PARTS OF THE EXERCISE.
• 1. Do the following statements agree with the piece on greening the debt? Answer yes or no for each, quoting the words of the piece that decide it.
(a) Around 15 percent of the stimulus packages are estimated to be green already.
(b) The United States' 2009 stimulus debt is expected to be smaller than that of the European Union.
(c) After the stimulus debt is repaid, the green revenues would go toward lowering the fiscal burden on labor.
• 2. According to the piece on greening the debt, what share of GDP do green taxes already make up in the European Union?

Jakob  von Weizsäcker

Greening the Debt

Jakob von Weizsäcker: It is still possible to stop climate change in this current economic environment. Governments should “green the debt” from their fiscal stimulus packages by repaying it with proceeds from higher carbon taxes and cap and trade systems, improving both economic and environmental sustainability.

The global economic crisis and climate change are probably the two signature challenges of our time. Luckily, there are ways to make our responses to these challenges mutually reinforcing.

One approach is to green the expenditures of the fiscal stimulus packages, as called for by the final communiqué of the G20 summit. But the room for maneuver here is limited. An estimated 15 percent of the stimulus packages are already green. And because it is the primary objective of the fiscal stimulus to support the economy in the short run, it is not possible to devote a much larger proportion to the longer term objective of fighting climate change.

However, there is another way to green the stimulus: greening the enormous additional debt due to deficit spending. In 2009 alone, European Union countries will pile up a stimulus debt of around €115 billion, or 0.9 percent of GDP, with the United States adding twice as much - an estimated €220 billon, or 2 percent of GDP. These debts could be "greened" by a firm international commitment to repay them exclusively with additional revenues from CO2 taxes and emissions cap and trade schemes.

This is what I propose should be done.

The additional green revenues would be raised as soon as economies recover enough to repay the stimulus debts. The time-path of debt repayment could be explicitly linked to the timing of the economic recovery. And once the stimulus debt has been repaid, the green revenues would be used to reduce the fiscal burden on labor. Such a shift from taxation that reduces desirable employment to taxation that reduces undesirable pollution will lead to welfare gains.

The envisaged increase in green revenues is ambitious, but not utopian. In the European Union, green taxes already make up 2.6 percent of GDP - substantially more than the annual size of the stimulus packages to date. Green tax revenues in the United States are far lower, but the Obama administration is already working on a cap-and-trade scheme that could generate the required revenues.

Repaying stimulus debt through green taxes has a number of advantages:

First, there are efficiency reasons to complement the carrot of green subsidies with the stick of green taxes. The latter clearly addresses the underlying problem, namely that private agents do not fully take into account the negative climate externality of CO2 emissions. By contrast, the carrot of green subsidies is better suited to dealing with a narrower and positive externality - the spill-over effects of technological innovation aimed at reducing CO2 emissions.

INFORMATION SHOWN.
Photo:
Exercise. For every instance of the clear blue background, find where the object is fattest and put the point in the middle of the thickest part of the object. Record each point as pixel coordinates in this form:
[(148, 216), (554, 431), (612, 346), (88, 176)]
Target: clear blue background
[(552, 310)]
---
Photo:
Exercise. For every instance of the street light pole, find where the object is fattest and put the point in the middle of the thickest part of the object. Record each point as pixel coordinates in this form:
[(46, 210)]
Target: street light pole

TASK-BY-TASK RESULTS.
• 1.
(a) Yes: "An estimated 15 percent of the stimulus packages are already green."
(b) No: "with the United States adding twice as much"
(c) Yes: "once the stimulus debt has been repaid, the green revenues would be used to reduce the fiscal burden on labor."

• 2. 2.6 percent of GDP.